Entries from a data collection
_ _ _ _ _
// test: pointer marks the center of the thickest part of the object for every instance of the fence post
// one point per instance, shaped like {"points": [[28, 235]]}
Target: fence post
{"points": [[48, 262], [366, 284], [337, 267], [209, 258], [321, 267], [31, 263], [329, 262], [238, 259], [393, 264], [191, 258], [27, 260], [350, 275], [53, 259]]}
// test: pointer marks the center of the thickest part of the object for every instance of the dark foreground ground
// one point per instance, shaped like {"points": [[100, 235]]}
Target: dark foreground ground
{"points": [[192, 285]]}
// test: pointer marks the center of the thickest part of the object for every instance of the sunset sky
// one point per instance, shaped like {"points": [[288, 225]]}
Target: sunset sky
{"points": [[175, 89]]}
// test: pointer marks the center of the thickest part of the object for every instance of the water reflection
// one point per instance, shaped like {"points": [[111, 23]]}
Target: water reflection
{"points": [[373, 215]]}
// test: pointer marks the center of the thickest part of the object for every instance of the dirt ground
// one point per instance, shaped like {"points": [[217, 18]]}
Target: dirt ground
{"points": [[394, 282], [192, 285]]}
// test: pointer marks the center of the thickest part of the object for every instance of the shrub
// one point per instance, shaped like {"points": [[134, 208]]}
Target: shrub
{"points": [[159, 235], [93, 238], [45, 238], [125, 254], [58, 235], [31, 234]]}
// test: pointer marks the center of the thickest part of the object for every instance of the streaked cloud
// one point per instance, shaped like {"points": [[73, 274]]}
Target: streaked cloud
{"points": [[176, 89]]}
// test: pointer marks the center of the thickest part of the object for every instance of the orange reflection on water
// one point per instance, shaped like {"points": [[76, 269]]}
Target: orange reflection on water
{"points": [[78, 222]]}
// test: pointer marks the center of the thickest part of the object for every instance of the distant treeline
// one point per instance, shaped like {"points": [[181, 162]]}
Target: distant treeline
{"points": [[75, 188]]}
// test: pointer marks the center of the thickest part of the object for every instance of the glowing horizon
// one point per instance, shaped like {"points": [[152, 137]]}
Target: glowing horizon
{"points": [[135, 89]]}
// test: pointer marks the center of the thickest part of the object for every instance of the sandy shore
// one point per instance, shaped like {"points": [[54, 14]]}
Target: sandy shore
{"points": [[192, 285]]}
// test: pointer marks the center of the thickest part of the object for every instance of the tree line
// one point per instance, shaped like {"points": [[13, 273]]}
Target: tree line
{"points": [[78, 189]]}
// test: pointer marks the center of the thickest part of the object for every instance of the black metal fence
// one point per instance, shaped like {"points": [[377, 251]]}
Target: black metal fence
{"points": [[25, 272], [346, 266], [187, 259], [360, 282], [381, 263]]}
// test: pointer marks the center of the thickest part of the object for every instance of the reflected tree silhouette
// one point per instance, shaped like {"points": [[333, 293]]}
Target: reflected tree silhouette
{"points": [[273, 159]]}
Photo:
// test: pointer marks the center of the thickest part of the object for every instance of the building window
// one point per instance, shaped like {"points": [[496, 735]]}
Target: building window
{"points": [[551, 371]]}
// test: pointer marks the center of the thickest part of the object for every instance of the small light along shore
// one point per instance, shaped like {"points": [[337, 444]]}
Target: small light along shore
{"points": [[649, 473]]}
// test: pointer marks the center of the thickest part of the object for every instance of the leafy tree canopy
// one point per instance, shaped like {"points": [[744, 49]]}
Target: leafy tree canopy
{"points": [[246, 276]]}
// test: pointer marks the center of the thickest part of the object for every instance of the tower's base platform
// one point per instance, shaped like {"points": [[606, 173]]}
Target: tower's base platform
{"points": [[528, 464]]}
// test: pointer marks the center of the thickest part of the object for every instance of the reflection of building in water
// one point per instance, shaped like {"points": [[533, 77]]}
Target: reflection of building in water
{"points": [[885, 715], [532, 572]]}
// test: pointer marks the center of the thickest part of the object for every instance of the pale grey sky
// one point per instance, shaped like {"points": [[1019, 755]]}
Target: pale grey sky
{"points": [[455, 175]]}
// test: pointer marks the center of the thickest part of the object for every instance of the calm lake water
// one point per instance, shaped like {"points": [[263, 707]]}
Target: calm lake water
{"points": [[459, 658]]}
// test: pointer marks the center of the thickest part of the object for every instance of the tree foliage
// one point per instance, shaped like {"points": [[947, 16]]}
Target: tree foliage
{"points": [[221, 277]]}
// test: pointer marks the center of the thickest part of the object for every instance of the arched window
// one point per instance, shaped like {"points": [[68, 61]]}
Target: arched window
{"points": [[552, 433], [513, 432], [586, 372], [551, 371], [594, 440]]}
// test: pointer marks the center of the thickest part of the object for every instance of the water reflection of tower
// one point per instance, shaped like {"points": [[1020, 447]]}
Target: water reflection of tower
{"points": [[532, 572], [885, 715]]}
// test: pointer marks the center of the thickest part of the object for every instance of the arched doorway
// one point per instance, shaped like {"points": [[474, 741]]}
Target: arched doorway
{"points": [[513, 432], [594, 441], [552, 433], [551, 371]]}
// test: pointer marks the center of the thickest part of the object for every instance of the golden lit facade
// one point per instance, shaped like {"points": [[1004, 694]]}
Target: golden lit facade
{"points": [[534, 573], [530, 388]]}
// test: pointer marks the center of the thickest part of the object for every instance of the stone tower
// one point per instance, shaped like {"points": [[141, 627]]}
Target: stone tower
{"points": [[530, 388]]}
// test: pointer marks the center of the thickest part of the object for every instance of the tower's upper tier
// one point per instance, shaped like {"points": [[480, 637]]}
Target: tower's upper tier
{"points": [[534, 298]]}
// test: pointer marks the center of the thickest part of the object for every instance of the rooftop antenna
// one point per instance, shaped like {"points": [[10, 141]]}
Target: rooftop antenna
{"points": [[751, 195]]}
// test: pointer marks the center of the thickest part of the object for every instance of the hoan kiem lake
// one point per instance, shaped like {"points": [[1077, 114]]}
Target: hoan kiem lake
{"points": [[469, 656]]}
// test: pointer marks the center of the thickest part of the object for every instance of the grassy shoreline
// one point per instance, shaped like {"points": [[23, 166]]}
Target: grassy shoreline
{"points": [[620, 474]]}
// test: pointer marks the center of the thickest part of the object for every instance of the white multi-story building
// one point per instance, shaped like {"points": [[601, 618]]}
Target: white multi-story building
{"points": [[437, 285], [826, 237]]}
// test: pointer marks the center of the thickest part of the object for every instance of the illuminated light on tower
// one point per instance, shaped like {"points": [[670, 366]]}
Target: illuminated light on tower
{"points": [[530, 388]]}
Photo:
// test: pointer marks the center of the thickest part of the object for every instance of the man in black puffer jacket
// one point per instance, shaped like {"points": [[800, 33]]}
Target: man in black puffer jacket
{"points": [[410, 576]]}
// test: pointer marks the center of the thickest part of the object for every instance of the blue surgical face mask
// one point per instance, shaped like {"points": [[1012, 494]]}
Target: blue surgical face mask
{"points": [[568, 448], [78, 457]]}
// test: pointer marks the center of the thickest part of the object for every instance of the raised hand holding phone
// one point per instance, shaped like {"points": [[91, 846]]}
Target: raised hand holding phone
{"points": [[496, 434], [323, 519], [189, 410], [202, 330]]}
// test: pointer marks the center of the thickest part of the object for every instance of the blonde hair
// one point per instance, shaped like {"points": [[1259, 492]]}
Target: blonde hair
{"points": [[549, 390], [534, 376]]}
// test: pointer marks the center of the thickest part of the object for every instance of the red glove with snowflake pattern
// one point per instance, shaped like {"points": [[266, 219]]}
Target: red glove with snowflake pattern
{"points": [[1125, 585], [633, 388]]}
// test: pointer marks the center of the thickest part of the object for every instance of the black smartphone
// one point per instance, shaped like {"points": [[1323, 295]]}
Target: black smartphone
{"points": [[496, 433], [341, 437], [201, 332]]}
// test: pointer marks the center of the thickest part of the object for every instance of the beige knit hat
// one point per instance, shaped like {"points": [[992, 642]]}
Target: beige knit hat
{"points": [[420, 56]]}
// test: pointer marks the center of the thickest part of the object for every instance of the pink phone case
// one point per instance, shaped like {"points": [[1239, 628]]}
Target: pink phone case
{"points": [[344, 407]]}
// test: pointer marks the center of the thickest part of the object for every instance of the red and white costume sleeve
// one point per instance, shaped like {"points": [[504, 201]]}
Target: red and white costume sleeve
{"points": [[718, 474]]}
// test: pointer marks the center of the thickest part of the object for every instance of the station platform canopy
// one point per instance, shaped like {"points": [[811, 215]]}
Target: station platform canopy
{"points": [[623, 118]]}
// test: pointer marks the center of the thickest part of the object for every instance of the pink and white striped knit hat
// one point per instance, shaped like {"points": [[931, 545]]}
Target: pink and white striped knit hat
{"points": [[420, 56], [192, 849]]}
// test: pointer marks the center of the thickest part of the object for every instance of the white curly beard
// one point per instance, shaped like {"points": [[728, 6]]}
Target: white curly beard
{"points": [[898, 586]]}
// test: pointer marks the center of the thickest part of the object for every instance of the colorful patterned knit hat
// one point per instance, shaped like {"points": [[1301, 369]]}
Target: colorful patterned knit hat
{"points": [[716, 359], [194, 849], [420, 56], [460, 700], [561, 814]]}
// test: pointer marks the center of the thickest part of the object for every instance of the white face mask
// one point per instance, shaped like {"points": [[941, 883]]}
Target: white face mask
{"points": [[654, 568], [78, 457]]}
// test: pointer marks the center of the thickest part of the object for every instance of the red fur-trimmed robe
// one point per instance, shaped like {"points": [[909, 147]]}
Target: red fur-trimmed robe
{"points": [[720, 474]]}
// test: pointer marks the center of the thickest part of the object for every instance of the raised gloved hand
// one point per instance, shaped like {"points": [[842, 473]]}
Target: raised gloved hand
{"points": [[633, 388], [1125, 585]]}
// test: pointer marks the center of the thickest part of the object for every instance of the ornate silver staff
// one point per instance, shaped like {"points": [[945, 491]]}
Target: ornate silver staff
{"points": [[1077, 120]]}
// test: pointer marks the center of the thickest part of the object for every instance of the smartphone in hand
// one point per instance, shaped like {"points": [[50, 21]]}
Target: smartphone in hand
_ _ _ _ _
§ EXERCISE DESCRIPTION
Please format the part of the entries above that opens with the line containing "the white face mask" and runs through the last line as a JSON list of strings, one string per line, leaving out any blank lines.

§ OUTPUT FOR THIS TASK
[
  "// test: pointer marks the center of the thickest part of the object for every instance of the white face mask",
  "// one point per instance, shaped like {\"points\": [[941, 883]]}",
  "Target: white face mask",
  "{\"points\": [[654, 568], [78, 457]]}",
  "// test: pointer marks the center of the thickest part of the object for every instance of the red fur-trimmed robe",
  "// one point per instance, shaped like {\"points\": [[909, 147]]}",
  "Target: red fur-trimmed robe",
  "{\"points\": [[720, 474]]}",
  "// test: pointer marks the center of the thickest part of the object for every instance of the raised gloved hand",
  "// one point per instance, shaped like {\"points\": [[842, 473]]}",
  "Target: raised gloved hand",
  "{\"points\": [[633, 388], [1125, 585]]}",
  "// test: pointer marks the center of the thickest part of the object for every instance of the ornate silver staff",
  "// one point per instance, shaped like {\"points\": [[945, 491]]}",
  "Target: ornate silver staff",
  "{\"points\": [[1077, 120]]}",
  "// test: pointer marks the center of the thickest part of the object for every instance of the smartphone in hand",
  "// one point per instance, shaped like {\"points\": [[50, 21]]}",
  "Target: smartphone in hand"
]